■ PROVIDED PASSAGE ■
++++++++++++++++++++

Course Information

Classroom: DOW 1005

Time: MW 10:30am-12:00pm

Instructor: Honglak Lee

Instructor office hours: Tuesdays 2pm-4pm, 3773 BBB

GSI: Kihyuk Sohn

GSI office hours: Monday 3pm-4pm, Friday 2pm-3pm, 1637 BBB

Contact: For all questions, please use Piazza (registration required).

NOTE: Please note that this is a tentative syllabus and subject to change.

Course Description

The goal of machine learning is to develop computer algorithms that can learn from data or past experience to predict well on the new unseen data. In the past few decades, machine learning has become a powerful tool in artificial intelligence and data mining, and it has made major impacts in many real-world applications.

This course will give a graduate-level introduction of machine learning and provide foundations of machine learning, mathematical derivation and implementation of the algorithms, and their applications. Topics include supervised learning, unsupervised learning, learning theory, graphical models, and reinforcement learning. This course will also cover recent research topics such as sparsity and feature selection, Bayesian techniques, and deep learning. In addition to mathematical foundations, this course will also put an emphasis on practical applications of machine learning to artificial intelligence and data mining, such as computer vision, data mining, speech recognition, text processing, bioinformatics, and robot perception and control. The course will require an open-ended research project.

Text books

Chris Bishop, "Pattern Recognition and Machine Learning," October 1, 2007.
Hastie, Tibshrani, Fiedman, "Elements of Statistical Learning," Springer, 2010. (available online)
Sutton and Barto, "Reinforcement Learning: An Introduction," MIT Press, 1998 (available online)
(optional) Boyd and Vandenberghe, "Convex Optimization," Cambridge University Press, 2004. (available online)

++++++++++++++++++++

■ PROVIDED RECORDS ■
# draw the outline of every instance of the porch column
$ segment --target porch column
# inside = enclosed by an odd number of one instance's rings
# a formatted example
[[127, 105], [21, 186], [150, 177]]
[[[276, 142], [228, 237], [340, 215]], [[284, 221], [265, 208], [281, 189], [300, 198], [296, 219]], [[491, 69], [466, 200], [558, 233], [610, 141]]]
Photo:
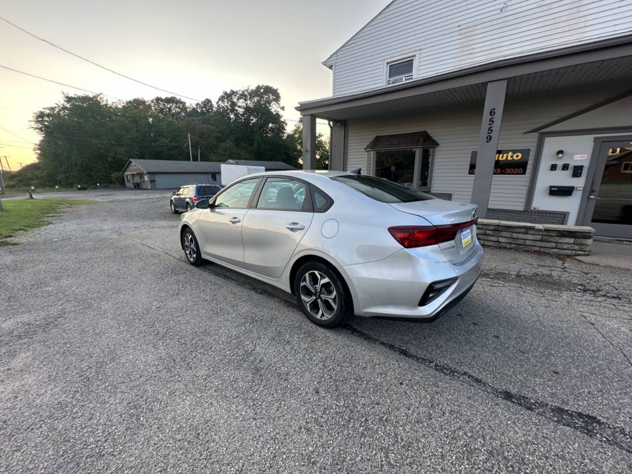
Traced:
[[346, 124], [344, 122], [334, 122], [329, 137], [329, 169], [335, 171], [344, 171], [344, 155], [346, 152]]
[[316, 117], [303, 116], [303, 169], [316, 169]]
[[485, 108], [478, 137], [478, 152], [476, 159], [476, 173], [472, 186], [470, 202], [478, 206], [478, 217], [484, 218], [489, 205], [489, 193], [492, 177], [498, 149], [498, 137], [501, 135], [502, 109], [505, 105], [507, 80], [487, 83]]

++++++++++++++++++++

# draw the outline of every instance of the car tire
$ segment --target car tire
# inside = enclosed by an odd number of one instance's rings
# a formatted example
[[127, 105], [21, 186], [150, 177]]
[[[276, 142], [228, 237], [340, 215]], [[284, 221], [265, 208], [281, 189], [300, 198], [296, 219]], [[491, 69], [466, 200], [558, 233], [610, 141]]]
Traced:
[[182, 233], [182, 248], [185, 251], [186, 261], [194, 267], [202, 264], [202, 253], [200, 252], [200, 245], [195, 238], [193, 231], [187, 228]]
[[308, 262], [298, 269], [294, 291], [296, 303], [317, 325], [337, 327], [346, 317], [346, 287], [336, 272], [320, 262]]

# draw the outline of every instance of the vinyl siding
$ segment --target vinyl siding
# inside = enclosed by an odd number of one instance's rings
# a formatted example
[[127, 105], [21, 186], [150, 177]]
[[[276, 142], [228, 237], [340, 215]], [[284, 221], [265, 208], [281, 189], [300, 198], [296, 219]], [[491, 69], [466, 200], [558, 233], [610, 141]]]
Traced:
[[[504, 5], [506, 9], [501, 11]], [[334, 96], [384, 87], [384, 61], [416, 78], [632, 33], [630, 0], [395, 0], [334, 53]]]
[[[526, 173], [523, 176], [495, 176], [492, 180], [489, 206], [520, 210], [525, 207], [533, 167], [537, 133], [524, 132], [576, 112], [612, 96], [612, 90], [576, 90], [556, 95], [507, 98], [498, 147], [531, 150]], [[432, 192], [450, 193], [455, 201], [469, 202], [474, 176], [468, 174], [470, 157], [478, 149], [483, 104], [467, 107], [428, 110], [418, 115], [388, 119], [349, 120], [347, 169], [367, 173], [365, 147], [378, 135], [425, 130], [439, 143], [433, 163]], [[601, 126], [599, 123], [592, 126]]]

++++++++++++++++++++

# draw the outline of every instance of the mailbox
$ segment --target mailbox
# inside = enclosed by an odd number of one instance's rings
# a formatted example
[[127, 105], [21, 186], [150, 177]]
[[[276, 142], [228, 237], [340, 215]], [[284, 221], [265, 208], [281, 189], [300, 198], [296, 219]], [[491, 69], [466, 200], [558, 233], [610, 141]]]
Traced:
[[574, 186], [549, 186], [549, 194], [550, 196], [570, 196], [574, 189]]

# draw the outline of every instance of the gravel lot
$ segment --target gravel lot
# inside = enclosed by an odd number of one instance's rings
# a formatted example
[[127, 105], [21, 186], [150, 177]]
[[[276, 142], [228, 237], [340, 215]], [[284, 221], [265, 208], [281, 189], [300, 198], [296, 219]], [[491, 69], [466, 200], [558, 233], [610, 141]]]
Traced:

++++++++++++++++++++

■ REQUIRED ACTIONS ■
• 1. List the titles of all the textbooks named in the machine learning course syllabus.
• 2. Write the next part of the machine learning course syllabus, picking up after its last line.
The data is separate from the machine learning course syllabus.

■ ANSWERS BELOW ■
• 1.
- "Pattern Recognition and Machine Learning"
- "Elements of Statistical Learning"
- "Reinforcement Learning: An Introduction"
- "Convex Optimization"

• 2.
(optional) Mackay, "Information Theory, Inference, and Learning Algorithms," Cambridge University Press, 2003. (available online)

Prerequisites

EECS 492: Introduction to Artificial Intelligence (This is an official prerequisite, but it is not accurate in that you can still take this course if you haven't completed EECS 492.)
Linear algebra (equivalent to MATH 217, MATH 417)
Multivariate calculus
Probability (equivalent to EECS 401)
Programming skills (equivalent to EECS 280, EECS 281, and experience in MATLAB)

* NOTE: Please see the instructor if you do not satisfy the above requirements. In particular, if you haven't taken at least two of linear algebra, multivariate calculus, and probability courses, it is strongly recommended that you finish them first before taking this course.

Homework

There will be four or five (approximately bi-weekly) problem sets to strengthen the understanding of the fundamental concepts, mathematical formulations, algorithms, and the applications. The problem sets will also include programming assignments to implement algorithms covered in the class.

Project

This course offers an opportunity for getting involved in open-ended research in machine learning. Students are encouraged to develop new theory and algorithms in machine learning, or apply existing algorithms to new problems, or apply to their own research problems. Please talk to the instructor before deciding about the project topic. Students will be required to complete their project proposals, progress reports, poster presentations and the final report.

Check resource page in ctools for more detailed information.

Grading

Homework: 30%

Midterm: 30%

Project: 40% (progress report 10%; final project 30%)

* Up to 2% extra credit may be awarded for active class participations.

Important dates

Project proposal due: 2/6 23:59pm (extended to 2/8 23:59pm)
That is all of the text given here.